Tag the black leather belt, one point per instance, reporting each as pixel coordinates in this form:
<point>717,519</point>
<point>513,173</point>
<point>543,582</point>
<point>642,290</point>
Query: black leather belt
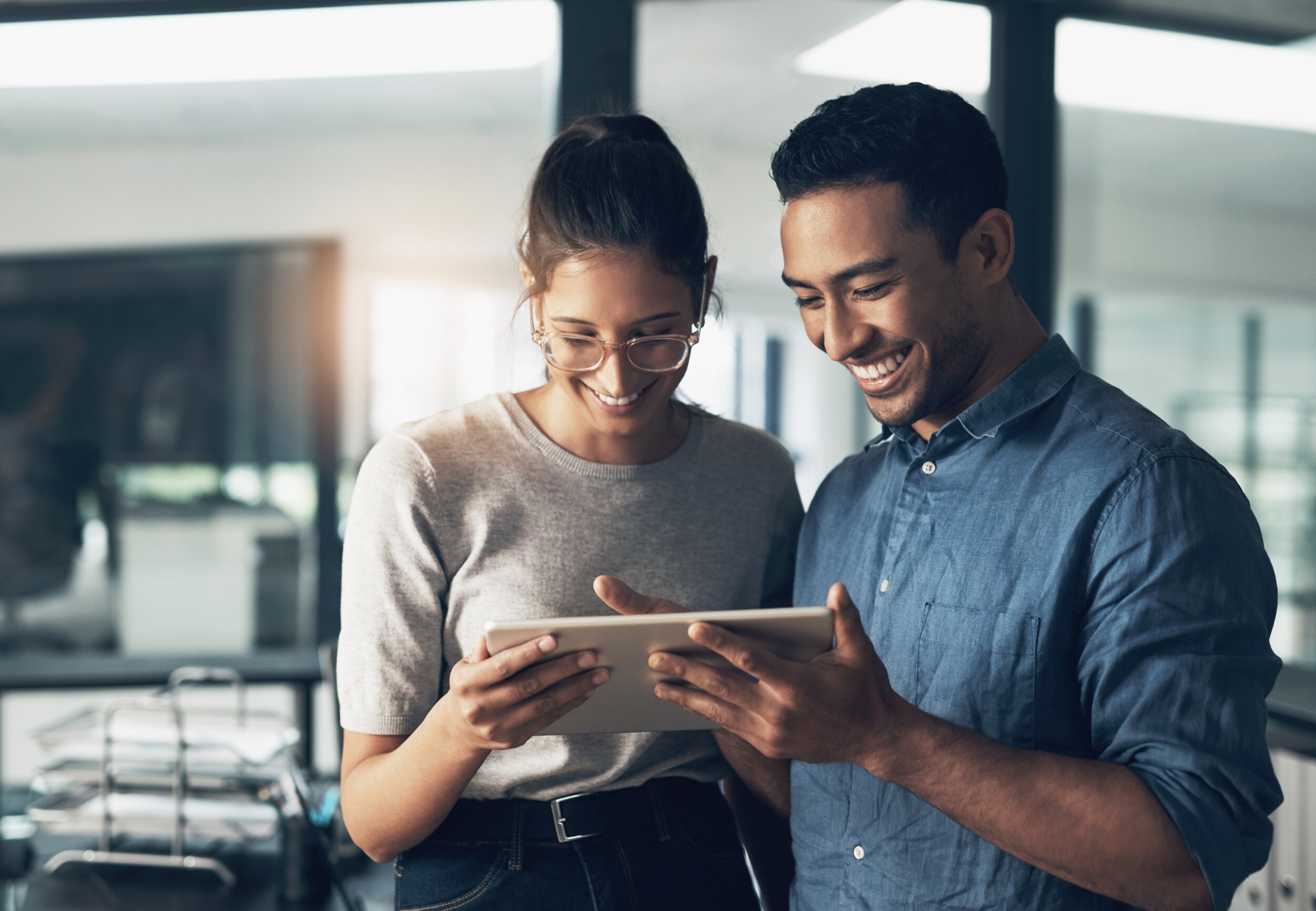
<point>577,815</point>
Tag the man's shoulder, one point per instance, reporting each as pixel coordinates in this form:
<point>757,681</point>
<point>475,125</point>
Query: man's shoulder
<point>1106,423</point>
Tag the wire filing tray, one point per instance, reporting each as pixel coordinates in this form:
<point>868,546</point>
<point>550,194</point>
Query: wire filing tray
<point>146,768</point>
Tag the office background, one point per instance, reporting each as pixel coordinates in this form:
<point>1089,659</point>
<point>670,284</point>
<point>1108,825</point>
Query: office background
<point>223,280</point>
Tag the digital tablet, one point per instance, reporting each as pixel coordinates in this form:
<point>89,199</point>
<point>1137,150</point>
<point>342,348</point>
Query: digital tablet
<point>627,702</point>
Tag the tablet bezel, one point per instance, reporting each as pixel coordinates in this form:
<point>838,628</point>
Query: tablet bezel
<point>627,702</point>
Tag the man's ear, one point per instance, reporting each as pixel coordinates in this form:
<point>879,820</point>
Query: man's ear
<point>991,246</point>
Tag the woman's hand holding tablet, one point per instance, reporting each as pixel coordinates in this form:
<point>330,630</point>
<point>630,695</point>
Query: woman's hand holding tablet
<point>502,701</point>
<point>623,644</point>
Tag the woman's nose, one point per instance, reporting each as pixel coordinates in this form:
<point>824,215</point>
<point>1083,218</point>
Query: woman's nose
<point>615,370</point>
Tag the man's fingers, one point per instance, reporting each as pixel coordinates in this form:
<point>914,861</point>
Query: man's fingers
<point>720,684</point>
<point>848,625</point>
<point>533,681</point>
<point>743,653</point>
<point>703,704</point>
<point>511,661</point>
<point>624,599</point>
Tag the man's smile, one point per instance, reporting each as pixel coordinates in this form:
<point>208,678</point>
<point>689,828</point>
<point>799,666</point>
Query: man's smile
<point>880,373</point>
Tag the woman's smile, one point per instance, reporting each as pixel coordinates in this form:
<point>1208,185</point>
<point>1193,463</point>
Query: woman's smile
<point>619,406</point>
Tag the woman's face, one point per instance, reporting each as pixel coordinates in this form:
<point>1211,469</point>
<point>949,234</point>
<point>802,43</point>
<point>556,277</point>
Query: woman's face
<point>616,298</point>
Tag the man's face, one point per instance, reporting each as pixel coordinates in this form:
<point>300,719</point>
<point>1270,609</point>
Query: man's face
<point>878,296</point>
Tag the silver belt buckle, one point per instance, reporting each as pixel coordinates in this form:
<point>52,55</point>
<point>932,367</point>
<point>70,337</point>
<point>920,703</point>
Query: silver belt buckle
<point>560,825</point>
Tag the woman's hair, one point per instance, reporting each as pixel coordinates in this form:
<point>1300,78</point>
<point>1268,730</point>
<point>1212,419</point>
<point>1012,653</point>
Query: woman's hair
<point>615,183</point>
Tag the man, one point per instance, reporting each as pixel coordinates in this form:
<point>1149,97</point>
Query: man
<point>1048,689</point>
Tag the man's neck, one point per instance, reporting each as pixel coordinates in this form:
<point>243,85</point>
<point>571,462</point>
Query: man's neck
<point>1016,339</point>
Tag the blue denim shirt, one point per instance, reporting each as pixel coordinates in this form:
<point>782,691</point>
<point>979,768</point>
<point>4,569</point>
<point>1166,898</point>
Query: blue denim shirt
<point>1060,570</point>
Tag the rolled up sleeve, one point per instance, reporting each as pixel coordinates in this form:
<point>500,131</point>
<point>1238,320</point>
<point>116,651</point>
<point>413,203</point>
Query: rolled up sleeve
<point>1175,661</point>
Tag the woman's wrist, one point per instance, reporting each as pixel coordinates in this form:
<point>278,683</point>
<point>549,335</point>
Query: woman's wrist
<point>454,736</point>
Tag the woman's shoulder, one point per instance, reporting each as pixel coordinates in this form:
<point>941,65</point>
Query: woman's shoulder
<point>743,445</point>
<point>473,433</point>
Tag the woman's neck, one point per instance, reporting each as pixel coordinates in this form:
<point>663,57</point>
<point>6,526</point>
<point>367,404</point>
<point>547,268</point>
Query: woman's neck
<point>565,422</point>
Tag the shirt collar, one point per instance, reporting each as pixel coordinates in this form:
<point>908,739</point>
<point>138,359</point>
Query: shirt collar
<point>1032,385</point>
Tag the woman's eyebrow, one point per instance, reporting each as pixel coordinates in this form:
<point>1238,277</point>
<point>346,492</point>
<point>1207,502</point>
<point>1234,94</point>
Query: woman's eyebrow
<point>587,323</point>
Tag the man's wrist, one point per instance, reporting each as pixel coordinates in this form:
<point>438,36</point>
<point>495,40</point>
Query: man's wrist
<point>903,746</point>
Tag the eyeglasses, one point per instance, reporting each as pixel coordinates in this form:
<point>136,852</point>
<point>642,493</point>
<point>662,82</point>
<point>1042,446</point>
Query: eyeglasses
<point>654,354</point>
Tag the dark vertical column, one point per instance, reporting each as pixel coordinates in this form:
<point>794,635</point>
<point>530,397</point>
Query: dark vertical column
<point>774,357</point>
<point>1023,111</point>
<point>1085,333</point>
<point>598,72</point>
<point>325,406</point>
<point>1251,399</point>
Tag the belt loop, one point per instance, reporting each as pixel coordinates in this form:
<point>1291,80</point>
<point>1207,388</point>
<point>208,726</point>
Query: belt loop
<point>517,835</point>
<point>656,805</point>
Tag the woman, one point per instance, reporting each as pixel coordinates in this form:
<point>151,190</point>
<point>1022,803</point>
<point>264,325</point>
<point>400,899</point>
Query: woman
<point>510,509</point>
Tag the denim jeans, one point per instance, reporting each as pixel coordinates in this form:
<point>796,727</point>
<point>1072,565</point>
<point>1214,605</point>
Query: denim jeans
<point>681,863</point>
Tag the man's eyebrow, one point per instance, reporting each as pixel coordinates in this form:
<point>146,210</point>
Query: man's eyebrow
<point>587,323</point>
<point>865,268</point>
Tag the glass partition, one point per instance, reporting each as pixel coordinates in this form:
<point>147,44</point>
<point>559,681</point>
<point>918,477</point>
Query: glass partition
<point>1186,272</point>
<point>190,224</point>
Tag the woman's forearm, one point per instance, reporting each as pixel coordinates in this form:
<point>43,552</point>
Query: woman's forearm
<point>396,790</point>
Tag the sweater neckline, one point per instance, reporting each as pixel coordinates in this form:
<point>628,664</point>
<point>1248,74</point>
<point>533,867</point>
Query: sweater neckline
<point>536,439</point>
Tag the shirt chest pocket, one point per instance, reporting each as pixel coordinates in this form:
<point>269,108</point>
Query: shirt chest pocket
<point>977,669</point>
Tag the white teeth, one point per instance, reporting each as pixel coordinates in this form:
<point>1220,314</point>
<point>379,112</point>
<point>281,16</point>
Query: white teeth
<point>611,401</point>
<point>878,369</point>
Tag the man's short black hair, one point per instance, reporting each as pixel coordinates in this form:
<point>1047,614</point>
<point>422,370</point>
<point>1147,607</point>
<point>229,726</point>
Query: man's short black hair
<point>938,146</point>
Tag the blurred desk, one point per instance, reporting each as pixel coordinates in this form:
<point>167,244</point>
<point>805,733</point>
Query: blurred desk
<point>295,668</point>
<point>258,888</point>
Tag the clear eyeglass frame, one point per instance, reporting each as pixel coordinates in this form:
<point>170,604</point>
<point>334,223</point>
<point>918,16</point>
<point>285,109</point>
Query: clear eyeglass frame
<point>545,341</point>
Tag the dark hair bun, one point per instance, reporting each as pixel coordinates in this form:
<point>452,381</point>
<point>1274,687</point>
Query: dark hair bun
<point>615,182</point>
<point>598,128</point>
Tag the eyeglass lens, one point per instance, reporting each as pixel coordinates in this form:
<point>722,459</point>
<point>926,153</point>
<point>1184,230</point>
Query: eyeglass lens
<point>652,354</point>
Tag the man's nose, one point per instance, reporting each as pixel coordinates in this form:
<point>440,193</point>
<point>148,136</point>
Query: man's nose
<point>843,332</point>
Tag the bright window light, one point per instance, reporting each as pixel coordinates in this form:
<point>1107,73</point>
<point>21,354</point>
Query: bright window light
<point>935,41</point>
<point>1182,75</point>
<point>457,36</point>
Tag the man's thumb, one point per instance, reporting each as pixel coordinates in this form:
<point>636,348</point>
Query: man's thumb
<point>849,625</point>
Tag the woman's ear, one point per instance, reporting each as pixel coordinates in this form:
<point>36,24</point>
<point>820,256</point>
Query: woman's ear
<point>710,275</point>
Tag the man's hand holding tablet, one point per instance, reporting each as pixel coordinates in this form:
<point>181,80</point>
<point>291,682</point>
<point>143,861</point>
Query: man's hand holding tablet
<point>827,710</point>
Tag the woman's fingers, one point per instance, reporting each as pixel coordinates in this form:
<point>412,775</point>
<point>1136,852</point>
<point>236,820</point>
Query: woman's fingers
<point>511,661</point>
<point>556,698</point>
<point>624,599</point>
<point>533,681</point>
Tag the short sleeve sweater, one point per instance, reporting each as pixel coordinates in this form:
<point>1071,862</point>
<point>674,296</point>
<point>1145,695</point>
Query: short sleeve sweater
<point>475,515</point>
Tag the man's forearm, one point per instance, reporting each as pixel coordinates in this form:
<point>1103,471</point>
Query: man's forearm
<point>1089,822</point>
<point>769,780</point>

◇ ◇ ◇ ◇ ◇

Exercise details: Scan the entries above for the line containing "<point>346,492</point>", and copy it and all lines after it exactly, down to and including the line containing "<point>530,397</point>".

Answer box:
<point>346,492</point>
<point>1207,502</point>
<point>1234,94</point>
Query: woman's eyebrow
<point>587,323</point>
Tag the man's wrist, one point per instance, reporting each as pixel coordinates in this form:
<point>438,36</point>
<point>495,40</point>
Query: man's wrist
<point>903,746</point>
Tag the eyeglasses, one point per instance, reporting each as pixel coordinates in this form:
<point>136,852</point>
<point>642,493</point>
<point>662,82</point>
<point>1042,446</point>
Query: eyeglasses
<point>654,354</point>
Tag the dark vertical column, one point per instance, reporting each as pixel coordinates in this form:
<point>794,635</point>
<point>530,397</point>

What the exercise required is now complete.